*Required action:* Exactly as written, copy the lines that run from the start of the data below to the line containing "box: [272, 378, 378, 474]", both ends included.

*Collected data:*
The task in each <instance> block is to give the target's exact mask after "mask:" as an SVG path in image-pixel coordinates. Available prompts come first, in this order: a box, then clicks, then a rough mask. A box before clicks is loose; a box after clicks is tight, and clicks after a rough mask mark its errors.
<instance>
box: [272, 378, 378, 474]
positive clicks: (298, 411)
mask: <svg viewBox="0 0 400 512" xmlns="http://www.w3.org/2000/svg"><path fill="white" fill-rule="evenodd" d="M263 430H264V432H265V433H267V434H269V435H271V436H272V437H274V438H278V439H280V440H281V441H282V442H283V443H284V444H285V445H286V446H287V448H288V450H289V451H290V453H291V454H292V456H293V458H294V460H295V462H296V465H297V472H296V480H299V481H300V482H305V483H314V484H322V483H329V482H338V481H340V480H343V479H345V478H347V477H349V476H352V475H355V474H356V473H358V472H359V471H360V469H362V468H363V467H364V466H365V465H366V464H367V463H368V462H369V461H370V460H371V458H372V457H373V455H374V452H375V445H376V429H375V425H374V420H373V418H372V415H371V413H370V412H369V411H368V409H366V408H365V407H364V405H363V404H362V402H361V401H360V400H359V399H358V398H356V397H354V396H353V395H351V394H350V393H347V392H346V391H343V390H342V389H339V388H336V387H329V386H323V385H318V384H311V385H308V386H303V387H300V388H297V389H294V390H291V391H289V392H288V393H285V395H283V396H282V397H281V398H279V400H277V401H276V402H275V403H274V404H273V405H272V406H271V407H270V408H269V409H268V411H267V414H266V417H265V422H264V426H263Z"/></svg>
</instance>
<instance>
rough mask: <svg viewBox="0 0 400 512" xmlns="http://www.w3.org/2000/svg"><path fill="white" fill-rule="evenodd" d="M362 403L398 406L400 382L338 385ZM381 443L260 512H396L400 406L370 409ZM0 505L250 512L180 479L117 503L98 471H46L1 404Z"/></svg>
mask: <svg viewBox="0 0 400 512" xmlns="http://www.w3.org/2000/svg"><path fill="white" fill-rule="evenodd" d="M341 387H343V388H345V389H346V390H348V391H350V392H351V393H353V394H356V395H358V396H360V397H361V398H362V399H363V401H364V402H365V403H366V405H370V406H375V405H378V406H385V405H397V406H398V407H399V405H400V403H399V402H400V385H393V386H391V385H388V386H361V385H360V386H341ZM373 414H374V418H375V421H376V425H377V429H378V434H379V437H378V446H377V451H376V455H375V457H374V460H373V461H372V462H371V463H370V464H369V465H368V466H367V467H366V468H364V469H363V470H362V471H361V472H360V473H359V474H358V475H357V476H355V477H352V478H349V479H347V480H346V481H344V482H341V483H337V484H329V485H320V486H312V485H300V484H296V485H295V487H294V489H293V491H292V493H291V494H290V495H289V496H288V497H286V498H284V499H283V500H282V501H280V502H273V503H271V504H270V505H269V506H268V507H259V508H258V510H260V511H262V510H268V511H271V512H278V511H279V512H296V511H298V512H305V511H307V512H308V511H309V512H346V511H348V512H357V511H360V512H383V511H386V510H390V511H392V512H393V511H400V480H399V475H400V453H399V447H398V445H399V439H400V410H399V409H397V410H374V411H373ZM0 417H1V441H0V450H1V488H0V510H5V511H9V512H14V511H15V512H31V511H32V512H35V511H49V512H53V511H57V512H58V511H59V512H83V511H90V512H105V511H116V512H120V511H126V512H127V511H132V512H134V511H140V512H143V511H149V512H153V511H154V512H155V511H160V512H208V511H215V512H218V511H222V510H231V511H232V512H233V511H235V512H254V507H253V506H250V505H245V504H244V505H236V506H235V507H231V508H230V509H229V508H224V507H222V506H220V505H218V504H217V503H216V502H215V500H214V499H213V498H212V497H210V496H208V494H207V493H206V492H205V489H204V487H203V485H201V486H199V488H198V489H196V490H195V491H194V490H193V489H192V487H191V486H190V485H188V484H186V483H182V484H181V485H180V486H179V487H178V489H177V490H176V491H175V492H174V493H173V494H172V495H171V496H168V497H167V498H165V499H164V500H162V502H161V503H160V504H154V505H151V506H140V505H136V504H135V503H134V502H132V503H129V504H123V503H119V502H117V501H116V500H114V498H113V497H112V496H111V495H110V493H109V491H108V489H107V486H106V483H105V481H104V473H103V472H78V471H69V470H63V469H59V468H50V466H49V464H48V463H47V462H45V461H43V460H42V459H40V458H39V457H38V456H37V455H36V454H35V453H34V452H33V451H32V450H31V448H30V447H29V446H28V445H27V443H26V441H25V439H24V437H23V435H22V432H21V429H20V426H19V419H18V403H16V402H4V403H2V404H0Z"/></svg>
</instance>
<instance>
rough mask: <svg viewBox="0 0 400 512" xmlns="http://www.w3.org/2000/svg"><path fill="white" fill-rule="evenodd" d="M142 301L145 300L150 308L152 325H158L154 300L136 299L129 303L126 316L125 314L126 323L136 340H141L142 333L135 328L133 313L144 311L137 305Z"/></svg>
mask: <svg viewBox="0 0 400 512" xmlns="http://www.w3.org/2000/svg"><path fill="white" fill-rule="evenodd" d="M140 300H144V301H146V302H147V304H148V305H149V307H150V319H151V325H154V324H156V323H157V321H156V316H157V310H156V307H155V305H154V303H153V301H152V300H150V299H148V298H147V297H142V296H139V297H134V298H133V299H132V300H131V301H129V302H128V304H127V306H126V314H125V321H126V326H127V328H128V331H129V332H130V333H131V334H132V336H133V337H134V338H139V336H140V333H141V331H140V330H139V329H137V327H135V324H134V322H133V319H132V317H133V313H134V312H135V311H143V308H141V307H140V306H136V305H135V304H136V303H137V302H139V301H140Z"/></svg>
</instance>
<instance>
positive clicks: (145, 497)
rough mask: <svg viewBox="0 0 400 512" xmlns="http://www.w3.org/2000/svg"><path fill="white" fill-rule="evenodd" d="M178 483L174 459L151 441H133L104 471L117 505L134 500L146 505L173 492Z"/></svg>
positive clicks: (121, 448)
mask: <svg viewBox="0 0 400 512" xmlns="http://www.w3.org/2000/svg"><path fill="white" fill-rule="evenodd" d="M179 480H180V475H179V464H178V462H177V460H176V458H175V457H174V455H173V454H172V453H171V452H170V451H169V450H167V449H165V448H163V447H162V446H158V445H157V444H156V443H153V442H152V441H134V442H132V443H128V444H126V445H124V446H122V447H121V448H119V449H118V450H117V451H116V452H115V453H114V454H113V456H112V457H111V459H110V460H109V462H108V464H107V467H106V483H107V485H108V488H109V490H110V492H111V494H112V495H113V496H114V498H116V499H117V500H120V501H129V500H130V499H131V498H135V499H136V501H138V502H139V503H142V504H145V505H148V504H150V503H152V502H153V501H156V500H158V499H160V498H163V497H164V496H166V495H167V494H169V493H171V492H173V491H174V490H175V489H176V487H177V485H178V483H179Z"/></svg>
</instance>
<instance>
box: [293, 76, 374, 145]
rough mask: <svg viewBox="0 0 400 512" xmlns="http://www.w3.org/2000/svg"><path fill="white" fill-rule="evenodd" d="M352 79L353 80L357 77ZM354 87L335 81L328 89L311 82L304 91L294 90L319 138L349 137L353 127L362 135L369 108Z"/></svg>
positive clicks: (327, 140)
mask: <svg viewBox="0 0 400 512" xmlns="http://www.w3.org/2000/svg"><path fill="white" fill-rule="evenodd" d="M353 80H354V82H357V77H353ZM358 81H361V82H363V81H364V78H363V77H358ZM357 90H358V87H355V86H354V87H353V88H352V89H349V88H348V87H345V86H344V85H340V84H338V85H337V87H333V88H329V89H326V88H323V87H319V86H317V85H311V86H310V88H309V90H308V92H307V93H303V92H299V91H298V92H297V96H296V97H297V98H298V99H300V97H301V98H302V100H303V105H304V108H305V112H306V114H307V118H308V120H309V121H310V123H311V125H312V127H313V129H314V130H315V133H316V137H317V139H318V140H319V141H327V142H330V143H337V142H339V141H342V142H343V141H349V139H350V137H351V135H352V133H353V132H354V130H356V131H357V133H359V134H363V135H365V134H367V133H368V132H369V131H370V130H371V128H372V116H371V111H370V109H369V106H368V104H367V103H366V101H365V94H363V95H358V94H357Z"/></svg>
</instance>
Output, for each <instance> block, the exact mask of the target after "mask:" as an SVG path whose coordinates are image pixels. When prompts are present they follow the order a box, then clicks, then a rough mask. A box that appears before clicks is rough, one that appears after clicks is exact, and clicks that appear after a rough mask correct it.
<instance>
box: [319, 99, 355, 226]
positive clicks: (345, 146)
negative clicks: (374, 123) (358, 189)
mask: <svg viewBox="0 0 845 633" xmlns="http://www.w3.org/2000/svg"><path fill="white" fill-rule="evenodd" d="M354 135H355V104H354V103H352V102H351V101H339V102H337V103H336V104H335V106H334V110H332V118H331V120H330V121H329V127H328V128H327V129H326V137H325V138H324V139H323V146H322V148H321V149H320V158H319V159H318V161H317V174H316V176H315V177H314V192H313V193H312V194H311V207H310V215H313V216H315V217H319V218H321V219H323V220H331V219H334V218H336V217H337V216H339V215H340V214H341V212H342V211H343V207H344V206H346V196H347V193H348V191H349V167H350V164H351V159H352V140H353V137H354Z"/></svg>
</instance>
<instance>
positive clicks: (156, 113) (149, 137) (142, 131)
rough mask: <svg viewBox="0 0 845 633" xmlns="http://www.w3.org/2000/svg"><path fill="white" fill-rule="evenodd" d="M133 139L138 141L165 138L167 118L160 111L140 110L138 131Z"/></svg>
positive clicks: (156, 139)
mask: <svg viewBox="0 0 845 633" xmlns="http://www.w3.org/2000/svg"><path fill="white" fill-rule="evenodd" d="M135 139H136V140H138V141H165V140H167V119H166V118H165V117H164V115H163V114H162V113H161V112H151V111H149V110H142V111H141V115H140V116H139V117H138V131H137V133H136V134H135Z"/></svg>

*Solution to the exercise:*
The task in each <instance> block is to give the target's exact mask after "mask:" as an SVG path in image-pixel coordinates. Available prompts come first, in this order: a box, then clicks, then a rough mask. A box before clicks is loose; a box after clicks is tight, and clicks after a rough mask mark its errors.
<instance>
box: [272, 378, 378, 474]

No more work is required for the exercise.